» Selected extract:
_____
Beware: the R function plotDensity() does not display the actual distribution of your values, but a polynomial fit. The representation thus generally looks smoother than the actual data. It is important to realize that, in some particular cases, the fit can lead to extrapolated values which can be misleading.

Let’s have a look at the scatter plots using the pairs() function.

plotFun <- function(x,y){ dns <- densCols(x,y); points(x,y, col=dns, pch=".") }
pairs(log2(count.table + 1), panel=plotFun, lower.panel = NULL)

The command pairs() draws a scatter plot for each pair of columns of the input dataset. The plot shows a fairly good reproducibility between samples of the same type (treated or untreated, respectively): all points are aligned along te diagonal, with a relatively wider dispersion at the bottom, corresponding to small number fluctuations.

In contrast, on all the plots comparing an untreated and a treated sample, we can see some points (genes) discarding from the diagonal, on the side of either treated (up-regulated) or untreated (down-regulated) sample.

---

Creating a DESeqDataSet dataset

Now that we have all the required material, we will create a DESeqDataSet object (named dds) that will be used by DESeq2 to perform differential expression call.

Install and load the DESeq2 library.

Create a DESeqDataSet using the DESeqDataSetFromMatrix() function and get some help about this object. Have a look at some important accessor methods: counts, conditions, estimateSizeFactors, sizeFactors, estimateDispersions and nbinomTest.

## Install the library if needed then load it
if(!require("DESeq2")){
  source("http://bioconductor.org/biocLite.R")
  biocLite("DESeq2")
}

## Loading required package: DESeq2
## Loading required package: GenomicRanges
## Loading required package: IRanges
## Loading required package: XVector
## Loading required package: Rcpp
## Loading required package: RcppArmadillo

library("DESeq2")

## Use the DESeqDataSetFromMatrix to create a DESeqDataSet object
dds <-  DESeqDataSetFromMatrix(count.table, conditions, formula(~ cond.type))
show(dds)

## class: DESeqDataSet 
## dim: 12359 4 
## exptData(0):
## assays(1): counts
## rownames(12359): FBgn0000003 FBgn0000008 ... FBgn0261574
##   FBgn0261575
## rowData metadata column names(0):
## colnames(4): 1 2 3 4
## colData names(1): cond.type

## What kind of object is it ?
is(dds)

## [1] "DESeqDataSet"         "SummarizedExperiment"

isS4(dds)

## [1] TRUE

## What does it contain ?
# The list of slot names
slotNames(dds)

## [1] "design"             "dispersionFunction" "exptData"          
## [4] "rowData"            "colData"            "assays"

## Get some help about the "CountDataSet" class.
## NOT RUN
#?"DESeqDataSet-class"

---

Normalization

The normalization procedure (RLE) is implemented through the estimateSizeFactors function.
_____
» Input data:
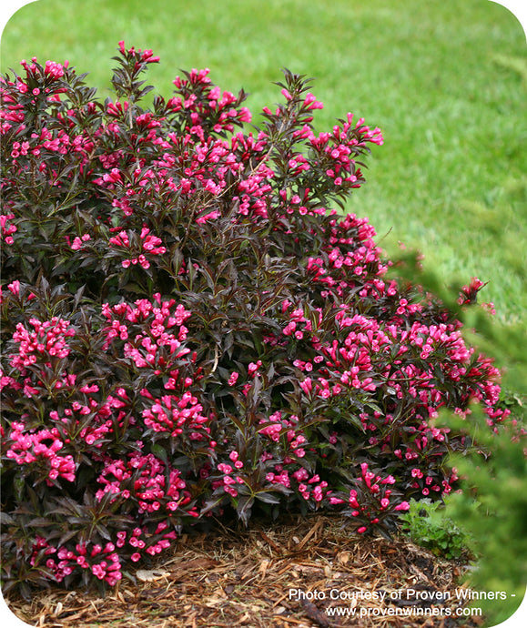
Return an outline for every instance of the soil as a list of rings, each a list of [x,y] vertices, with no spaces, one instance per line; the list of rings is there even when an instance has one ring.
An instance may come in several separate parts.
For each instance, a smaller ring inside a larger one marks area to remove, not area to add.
_____
» Task prompt:
Pick up the DESeq2 tutorial text after its final sentence and continue it.

» Answer for the task:
How is it computed ?

From DESeq help files: Given a matrix or data frame of count data, this function estimates the size factors as follows: Each column is divided by the geometric means of the rows. The median (or, if requested, another location estimator) of these ratios (skipping the genes with a geometric mean of zero) is used as the size factor for this column.

### Let's implement such a function
### cds is a countDataset
estimSf <- function (cds){
    # Get the count matrix
    cts <- counts(cds)
    
    # Compute the geometric mean
    geomMean <- function(x) prod(x)^(1/length(x))

    # Compute the geometric mean over the line
    gm.mean  <-  apply(cts, 1, geomMean)
    
    # Zero values are set to NA (avoid subsequentcdsdivision by 0)
    gm.mean[gm.mean == 0] <- NA
    
    # Divide each line by its corresponding geometric mean
    # sweep(x, MARGIN, STATS, FUN = "-", check.margin = TRUE, ...)
    # MARGIN: 1 or 2 (line or columns)
    # STATS: a vector of length nrow(x) or ncol(x), depending on MARGIN
    # FUN: the function to be applied
    cts <- sweep(cts, 1, gm.mean, FUN="/")
    
    # Compute the median over the columns
    med <- apply(cts, 2, median, na.rm=TRUE)
    
    # Return the scaling factor
    return(med)
}

Now, check that the results obtained with our function are the same as those produced by DESeq. The method associated with normalization for the “CountDataSet” class is estimateSizeFactors().

## Normalizing using the method for an object of class"CountDataSet" 
dds.norm <-  estimateSizeFactors(dds)
sizeFactors(dds.norm)

##         1         2         3         4 
## 0.8730966 1.0106112 1.0224517 1.1145888

## Now get the scaling factor with our homemade function.cds.norm
estimSf(dds) 

##         1         2         3         4 
## 0.8730966 1.0106112 1.0224517 1.1145888

round(estimSf(dds),6) == round(sizeFactors(dds.norm), 6)

##    1    2    3    4 
## TRUE TRUE TRUE TRUE

## Checking the normalization
par(mfrow=c(2,2),cex.lab=0.7)
boxplot(log2(counts(dds.norm)+1),  col=col, cex.axis=0.7, las=2)
boxplot(log2(counts(dds.norm, normalized=TRUE)+1),  col=col,, cex.axis=0.7, las=2) 
plotDensity(log2(counts(dds.norm)+1),  col=col, cex.lab=0.7) 
plotDensity(log2(counts(dds.norm, normalized=TRUE)+1),  col=col, cex.lab=0.7)

Differential expression

In this section we will search for genes whose expression is affected by the si-RNA treatment.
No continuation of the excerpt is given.